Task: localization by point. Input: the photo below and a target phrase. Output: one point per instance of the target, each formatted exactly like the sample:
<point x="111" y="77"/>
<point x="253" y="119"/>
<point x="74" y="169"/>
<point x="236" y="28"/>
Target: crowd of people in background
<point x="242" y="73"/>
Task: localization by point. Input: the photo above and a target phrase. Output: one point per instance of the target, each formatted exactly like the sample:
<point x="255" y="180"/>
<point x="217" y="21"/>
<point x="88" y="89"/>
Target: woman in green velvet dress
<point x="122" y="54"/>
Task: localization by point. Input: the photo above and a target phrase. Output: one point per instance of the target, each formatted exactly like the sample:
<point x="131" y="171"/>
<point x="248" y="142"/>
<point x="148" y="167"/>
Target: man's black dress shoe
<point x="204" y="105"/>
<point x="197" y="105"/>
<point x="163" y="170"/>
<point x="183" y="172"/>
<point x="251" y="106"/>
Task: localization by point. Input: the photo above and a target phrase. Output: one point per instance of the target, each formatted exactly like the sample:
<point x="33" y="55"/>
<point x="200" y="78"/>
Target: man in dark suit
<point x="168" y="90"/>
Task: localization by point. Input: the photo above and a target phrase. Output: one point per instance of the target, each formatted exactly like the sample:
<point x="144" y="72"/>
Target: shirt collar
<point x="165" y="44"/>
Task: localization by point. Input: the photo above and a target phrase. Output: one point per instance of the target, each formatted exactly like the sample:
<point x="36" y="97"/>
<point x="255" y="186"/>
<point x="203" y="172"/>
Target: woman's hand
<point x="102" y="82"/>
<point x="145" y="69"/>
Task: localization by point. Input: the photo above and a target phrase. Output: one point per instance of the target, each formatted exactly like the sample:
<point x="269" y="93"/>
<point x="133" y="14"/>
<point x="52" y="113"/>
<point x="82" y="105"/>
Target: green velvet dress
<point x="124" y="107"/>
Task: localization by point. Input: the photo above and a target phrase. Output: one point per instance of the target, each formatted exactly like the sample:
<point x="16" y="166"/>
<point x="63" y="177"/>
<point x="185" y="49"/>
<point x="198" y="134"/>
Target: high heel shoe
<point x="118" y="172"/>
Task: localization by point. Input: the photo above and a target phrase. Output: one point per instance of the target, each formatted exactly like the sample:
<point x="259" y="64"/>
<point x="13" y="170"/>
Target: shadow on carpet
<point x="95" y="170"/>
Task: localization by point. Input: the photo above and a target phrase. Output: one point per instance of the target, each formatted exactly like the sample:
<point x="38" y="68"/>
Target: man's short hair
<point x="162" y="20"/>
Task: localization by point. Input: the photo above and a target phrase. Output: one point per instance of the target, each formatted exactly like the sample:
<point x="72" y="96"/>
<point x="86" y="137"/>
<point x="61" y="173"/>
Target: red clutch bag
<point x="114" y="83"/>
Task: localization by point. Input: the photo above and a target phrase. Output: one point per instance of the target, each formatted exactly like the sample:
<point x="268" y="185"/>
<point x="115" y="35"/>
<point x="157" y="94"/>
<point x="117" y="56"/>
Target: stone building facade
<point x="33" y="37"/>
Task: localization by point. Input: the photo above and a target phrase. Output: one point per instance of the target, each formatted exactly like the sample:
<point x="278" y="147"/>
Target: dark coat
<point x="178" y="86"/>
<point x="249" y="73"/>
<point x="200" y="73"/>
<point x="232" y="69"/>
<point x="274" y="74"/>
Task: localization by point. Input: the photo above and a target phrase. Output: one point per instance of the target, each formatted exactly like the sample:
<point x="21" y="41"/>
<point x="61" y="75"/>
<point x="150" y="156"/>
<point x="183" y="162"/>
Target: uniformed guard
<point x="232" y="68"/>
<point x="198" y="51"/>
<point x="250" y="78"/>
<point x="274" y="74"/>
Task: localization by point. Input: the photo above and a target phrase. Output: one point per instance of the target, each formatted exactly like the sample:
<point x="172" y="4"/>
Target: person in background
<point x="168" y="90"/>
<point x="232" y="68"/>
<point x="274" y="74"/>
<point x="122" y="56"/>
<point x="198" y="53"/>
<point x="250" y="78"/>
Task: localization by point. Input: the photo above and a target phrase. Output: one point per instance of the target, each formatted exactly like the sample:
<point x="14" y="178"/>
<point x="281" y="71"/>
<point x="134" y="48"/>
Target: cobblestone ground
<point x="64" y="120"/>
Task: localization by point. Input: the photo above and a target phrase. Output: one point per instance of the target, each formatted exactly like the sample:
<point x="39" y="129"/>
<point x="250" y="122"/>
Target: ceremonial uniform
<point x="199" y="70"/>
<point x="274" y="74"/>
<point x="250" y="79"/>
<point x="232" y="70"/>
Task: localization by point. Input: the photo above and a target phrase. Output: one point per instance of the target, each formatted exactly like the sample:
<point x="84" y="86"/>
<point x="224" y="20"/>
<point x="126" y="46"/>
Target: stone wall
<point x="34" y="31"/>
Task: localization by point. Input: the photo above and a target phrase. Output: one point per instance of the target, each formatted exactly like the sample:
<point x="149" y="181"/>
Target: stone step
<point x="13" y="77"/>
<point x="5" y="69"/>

Task directions. Output the records again in full. Keep every character as written.

Your response.
Task: localization by point. Input: the photo below and a target phrase. Output: one point per instance of the target, each formatted exactly like the sample:
<point x="111" y="77"/>
<point x="253" y="119"/>
<point x="74" y="169"/>
<point x="236" y="28"/>
Target: crowd of people in background
<point x="242" y="73"/>
Task: localization by point. Input: the photo above and a target phrase. Output: one point per instance of the target, each formatted exactly like the sample:
<point x="255" y="180"/>
<point x="217" y="21"/>
<point x="88" y="89"/>
Target: woman in green velvet dress
<point x="122" y="54"/>
Task: localization by point. Input: the photo above and a target phrase. Output: one point per instance of the target, each formatted exactly like the sample:
<point x="131" y="171"/>
<point x="248" y="142"/>
<point x="148" y="167"/>
Target: man's black dress shoe
<point x="204" y="105"/>
<point x="197" y="105"/>
<point x="163" y="170"/>
<point x="183" y="172"/>
<point x="251" y="106"/>
Task: localization by point. Input: the photo above and a target phrase. Output: one point per instance of the target, each formatted exactly like the sample:
<point x="33" y="55"/>
<point x="200" y="78"/>
Target: man in dark suit
<point x="168" y="90"/>
Task: localization by point. Input: the photo above and a target phrase. Output: one point per instance of the target, each formatted exactly like the sample:
<point x="144" y="72"/>
Target: shirt collar
<point x="165" y="44"/>
Task: localization by point. Input: the photo above and a target phrase. Output: one point per instance of the target, each formatted exactly like the sample:
<point x="36" y="97"/>
<point x="255" y="186"/>
<point x="203" y="172"/>
Target: woman's hand
<point x="102" y="82"/>
<point x="145" y="69"/>
Task: localization by point. Input: the photo above and a target phrase. Output: one point per instance of the target, each formatted exactly like the sample:
<point x="269" y="93"/>
<point x="133" y="14"/>
<point x="52" y="113"/>
<point x="82" y="105"/>
Target: green velvet dress
<point x="124" y="107"/>
Task: localization by point. Input: the photo above and a target phrase. Output: one point per instance of the target, each formatted exactly like the sample:
<point x="16" y="166"/>
<point x="63" y="177"/>
<point x="185" y="49"/>
<point x="198" y="134"/>
Target: high heel shoe
<point x="118" y="172"/>
Task: localization by point. Input: the photo above and a target phrase. Output: one point per instance of the target, each formatted exactly like the sample:
<point x="259" y="64"/>
<point x="13" y="170"/>
Target: shadow on carpet
<point x="95" y="170"/>
Task: localization by point. Input: the photo above and a target phrase. Output: one point per instance of the target, each formatted exactly like the sample:
<point x="38" y="68"/>
Target: man's short hair
<point x="162" y="20"/>
Task: localization by point. Input: the photo above and a target phrase. Output: one point per instance of the target, each formatted exactly like the sample:
<point x="72" y="96"/>
<point x="86" y="137"/>
<point x="61" y="173"/>
Target: red clutch bag
<point x="114" y="83"/>
Task: localization by point. Input: the photo above and a target phrase. Output: one point per instance of the target, each formatted exactly like the sample:
<point x="268" y="185"/>
<point x="115" y="35"/>
<point x="157" y="94"/>
<point x="117" y="56"/>
Target: stone building facade
<point x="33" y="37"/>
Task: localization by point. Input: the photo above and a target phrase. Output: one point per instance of the target, each formatted exactly like the sample:
<point x="278" y="147"/>
Target: dark coat
<point x="178" y="86"/>
<point x="249" y="73"/>
<point x="200" y="73"/>
<point x="232" y="69"/>
<point x="274" y="74"/>
Task: localization by point. Input: the photo above and a target phrase. Output: one point per instance of the target, each formatted exactly like the sample:
<point x="21" y="41"/>
<point x="61" y="75"/>
<point x="150" y="156"/>
<point x="183" y="162"/>
Target: uniformed guard
<point x="232" y="68"/>
<point x="198" y="51"/>
<point x="250" y="78"/>
<point x="274" y="74"/>
Task: localization by point. Input: the photo above and a target phrase. Output: one point per instance of the target, each formatted exactly like the sample:
<point x="172" y="4"/>
Target: person in background
<point x="168" y="90"/>
<point x="232" y="68"/>
<point x="274" y="74"/>
<point x="122" y="56"/>
<point x="198" y="53"/>
<point x="250" y="78"/>
Task: localization by point. Input: the photo above and a target phrase. Output: one point per instance of the target, each formatted exactly like the sample:
<point x="14" y="178"/>
<point x="281" y="71"/>
<point x="134" y="48"/>
Target: cobblestone ground
<point x="64" y="120"/>
Task: localization by point. Input: the photo above and a target phrase. Output: one point per instance of the target, each formatted exactly like the sample:
<point x="39" y="129"/>
<point x="250" y="122"/>
Target: ceremonial uniform
<point x="199" y="70"/>
<point x="274" y="74"/>
<point x="250" y="79"/>
<point x="232" y="70"/>
Task: localization by point. Input: the photo above and a target phrase. Output: one point per instance of the target, each formatted exactly like the sample:
<point x="84" y="86"/>
<point x="224" y="20"/>
<point x="126" y="46"/>
Target: stone wall
<point x="34" y="31"/>
Task: localization by point. Input: the photo above and a target phrase. Output: one point per instance of the target, each formatted exactly like the sample:
<point x="149" y="181"/>
Target: stone step
<point x="13" y="77"/>
<point x="5" y="69"/>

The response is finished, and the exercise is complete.